■ **PROBLEM STATEMENT**
Rewrite the lines from the one with "Query: wooden rake tine" up to and including the one with "Mark the region of every instance of the wooden", switching "wooden" to "bamboo" and leaving everything else as it is.

----- RECORDS SUPPLIED

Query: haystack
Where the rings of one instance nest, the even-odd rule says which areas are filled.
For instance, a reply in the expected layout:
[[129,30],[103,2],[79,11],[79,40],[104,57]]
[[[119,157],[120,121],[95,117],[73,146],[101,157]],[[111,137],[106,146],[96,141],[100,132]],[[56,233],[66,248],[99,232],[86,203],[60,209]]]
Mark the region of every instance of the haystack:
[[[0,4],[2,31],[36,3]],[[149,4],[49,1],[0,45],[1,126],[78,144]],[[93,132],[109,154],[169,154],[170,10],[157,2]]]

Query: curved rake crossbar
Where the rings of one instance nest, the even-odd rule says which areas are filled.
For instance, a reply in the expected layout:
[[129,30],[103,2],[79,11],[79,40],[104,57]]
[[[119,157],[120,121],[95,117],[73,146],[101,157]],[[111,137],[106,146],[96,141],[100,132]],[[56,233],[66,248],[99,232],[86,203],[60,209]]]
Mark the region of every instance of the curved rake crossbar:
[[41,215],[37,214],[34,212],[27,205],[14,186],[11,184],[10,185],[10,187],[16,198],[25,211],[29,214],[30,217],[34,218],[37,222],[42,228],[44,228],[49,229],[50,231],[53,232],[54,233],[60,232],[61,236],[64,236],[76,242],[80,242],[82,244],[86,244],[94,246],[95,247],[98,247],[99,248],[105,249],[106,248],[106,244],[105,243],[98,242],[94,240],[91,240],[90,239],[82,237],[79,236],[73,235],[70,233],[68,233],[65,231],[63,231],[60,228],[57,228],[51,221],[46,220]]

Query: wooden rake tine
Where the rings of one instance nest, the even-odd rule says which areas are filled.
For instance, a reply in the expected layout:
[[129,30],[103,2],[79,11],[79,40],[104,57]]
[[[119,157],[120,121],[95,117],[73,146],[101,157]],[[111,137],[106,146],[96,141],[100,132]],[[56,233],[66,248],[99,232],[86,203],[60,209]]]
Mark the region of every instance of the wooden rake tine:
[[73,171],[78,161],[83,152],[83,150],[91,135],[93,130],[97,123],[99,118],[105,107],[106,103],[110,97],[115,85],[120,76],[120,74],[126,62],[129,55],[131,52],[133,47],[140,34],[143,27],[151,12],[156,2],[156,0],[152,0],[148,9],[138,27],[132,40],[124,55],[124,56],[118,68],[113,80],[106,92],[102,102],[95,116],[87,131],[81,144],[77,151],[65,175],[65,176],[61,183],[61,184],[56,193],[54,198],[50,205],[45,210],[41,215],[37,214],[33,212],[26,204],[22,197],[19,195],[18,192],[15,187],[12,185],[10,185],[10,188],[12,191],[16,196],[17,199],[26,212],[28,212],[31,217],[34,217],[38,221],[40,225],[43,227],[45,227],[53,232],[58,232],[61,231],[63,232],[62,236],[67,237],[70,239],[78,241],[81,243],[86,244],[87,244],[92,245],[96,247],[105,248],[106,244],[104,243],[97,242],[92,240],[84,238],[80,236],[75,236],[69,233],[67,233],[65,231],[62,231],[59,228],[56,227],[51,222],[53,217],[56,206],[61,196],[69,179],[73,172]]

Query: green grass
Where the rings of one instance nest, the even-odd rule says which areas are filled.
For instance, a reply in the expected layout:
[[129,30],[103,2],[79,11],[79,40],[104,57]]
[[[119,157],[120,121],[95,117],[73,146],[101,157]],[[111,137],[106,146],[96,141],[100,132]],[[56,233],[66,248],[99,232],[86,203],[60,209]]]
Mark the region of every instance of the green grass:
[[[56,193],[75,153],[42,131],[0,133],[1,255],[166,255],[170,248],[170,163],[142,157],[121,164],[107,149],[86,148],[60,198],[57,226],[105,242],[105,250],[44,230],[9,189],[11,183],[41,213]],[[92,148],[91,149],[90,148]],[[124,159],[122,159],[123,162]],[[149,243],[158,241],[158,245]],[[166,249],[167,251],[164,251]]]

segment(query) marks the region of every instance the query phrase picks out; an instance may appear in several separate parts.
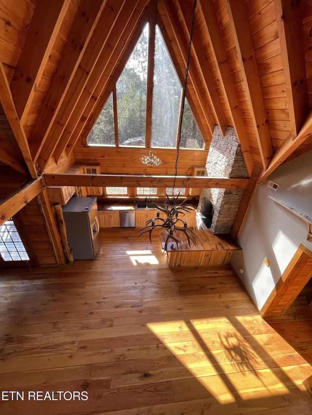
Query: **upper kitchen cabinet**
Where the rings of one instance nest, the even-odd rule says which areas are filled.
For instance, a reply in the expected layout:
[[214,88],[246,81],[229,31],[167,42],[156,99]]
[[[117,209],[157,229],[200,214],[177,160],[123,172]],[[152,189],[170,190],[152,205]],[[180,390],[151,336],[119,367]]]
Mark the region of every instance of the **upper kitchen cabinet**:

----------

■ **OUTPUT BELOW**
Query: bamboo rake tine
Where the rings of one instance nest, the even-odd rule says which areas are filled.
For instance, a reply in the expected layout:
[[129,30],[103,2],[79,11],[79,40],[104,57]]
[[[119,157],[120,121],[95,117],[73,146],[101,157]],[[111,137],[106,146],[96,141],[100,132]],[[56,233],[66,248],[99,232],[86,203],[60,209]]]
Mark the region of every instance of the bamboo rake tine:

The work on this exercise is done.